TO DO:
Every record, from the first to the last, is to be printed again exactly.

RECORDS SUPPLIED:
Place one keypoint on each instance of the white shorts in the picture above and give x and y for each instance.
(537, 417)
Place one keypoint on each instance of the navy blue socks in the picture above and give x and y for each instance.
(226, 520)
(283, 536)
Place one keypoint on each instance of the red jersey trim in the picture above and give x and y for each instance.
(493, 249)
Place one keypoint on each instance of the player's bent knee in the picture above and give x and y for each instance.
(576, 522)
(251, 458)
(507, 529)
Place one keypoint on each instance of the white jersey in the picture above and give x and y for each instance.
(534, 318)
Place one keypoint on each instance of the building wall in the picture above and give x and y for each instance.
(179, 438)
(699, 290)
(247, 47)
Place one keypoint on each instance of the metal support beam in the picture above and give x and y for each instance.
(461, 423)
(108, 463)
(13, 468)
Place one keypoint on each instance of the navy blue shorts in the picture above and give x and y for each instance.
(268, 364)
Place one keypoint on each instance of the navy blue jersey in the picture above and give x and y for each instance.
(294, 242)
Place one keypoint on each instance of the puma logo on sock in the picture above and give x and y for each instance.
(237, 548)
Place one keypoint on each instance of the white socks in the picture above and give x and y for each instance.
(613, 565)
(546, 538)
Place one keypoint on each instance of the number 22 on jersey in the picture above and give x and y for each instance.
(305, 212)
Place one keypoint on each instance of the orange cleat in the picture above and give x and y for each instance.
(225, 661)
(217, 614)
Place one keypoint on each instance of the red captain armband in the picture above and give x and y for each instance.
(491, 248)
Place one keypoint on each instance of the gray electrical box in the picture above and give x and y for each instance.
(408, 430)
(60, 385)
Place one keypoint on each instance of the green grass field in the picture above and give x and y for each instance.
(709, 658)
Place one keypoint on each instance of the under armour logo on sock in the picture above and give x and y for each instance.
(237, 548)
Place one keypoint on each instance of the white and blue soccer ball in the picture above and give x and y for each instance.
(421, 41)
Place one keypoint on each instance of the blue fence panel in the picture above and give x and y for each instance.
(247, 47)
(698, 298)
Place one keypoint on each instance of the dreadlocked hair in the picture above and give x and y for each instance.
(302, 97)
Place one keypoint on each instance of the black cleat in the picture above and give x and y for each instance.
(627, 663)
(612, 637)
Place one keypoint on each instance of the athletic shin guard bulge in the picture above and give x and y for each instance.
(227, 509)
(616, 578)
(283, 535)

YOUR RESPONSE:
Place one keypoint on each instance of the white shorts in the picture above and give x and y for each instance.
(537, 417)
Place one keypoint on each instance of the navy blue socks in the picture above and give x and y for each instance.
(226, 520)
(283, 536)
Place one keypoint on each instance of the red jersey trim in the picture above and give x and y for each instance.
(493, 249)
Place one keypoint on each instance of the player's bent knee in the picture above and give x and y for each instance.
(576, 522)
(251, 458)
(507, 529)
Place one keypoint on each instance of the white jersey in the picture above and give x and y for each instance.
(534, 318)
Place one keypoint on each instance of the building wall in the picture above and give x and y for each instance.
(179, 438)
(699, 290)
(247, 47)
Place one keypoint on each instance of the metal support beam in the picture above and give x and y for each instance.
(461, 423)
(108, 463)
(13, 468)
Place one keypoint on each instance of the navy blue shorts in the picture above and give x and y for each instance.
(268, 364)
Place one keypoint on each instance of the navy blue jersey in the picture above and give x and y for each instance.
(294, 242)
Place one keypoint on each instance of the puma logo on sock in the picture above and give x and y for each instance.
(237, 548)
Place one keypoint on each instance of the white socks in the picture above and give x and y for each instance.
(613, 565)
(546, 538)
Place one keypoint on each instance of the number 22 on jersey in the picture above and give x and y for each instance.
(305, 212)
Place one keypoint on each instance of the orange cleat in the picture above and give x and y for each instance.
(225, 661)
(217, 614)
Place one keypoint on each instance of the red captain armband in the picture above and give x and y for each instance.
(491, 248)
Place one keypoint on each instance of the gray electrical box in the picture above and give x and y for each instance.
(408, 430)
(60, 385)
Place one keypoint on each instance of the green grass field in the picture above and give x and y for each instance.
(709, 658)
Place one keypoint on each instance of the under armour logo on sock in the picture above and give x and y for each instance.
(237, 548)
Place one keypoint on each instance of the white and blue soccer ball in the picture above and give x and y for each instance.
(421, 41)
Place one keypoint on each instance of the blue fence panel in the picture above and give x and y for each instance.
(247, 47)
(698, 298)
Place one keypoint on each instance of the dreadlocked hair in the picture above and give x and y for each instance.
(302, 97)
Place one keypoint on each instance of the black cleat in the picture above and give x and y for each instance.
(627, 663)
(612, 637)
Place one keypoint on each instance of the athletic shin guard bulge in the picture above and give x and y for each instance.
(227, 509)
(616, 578)
(283, 535)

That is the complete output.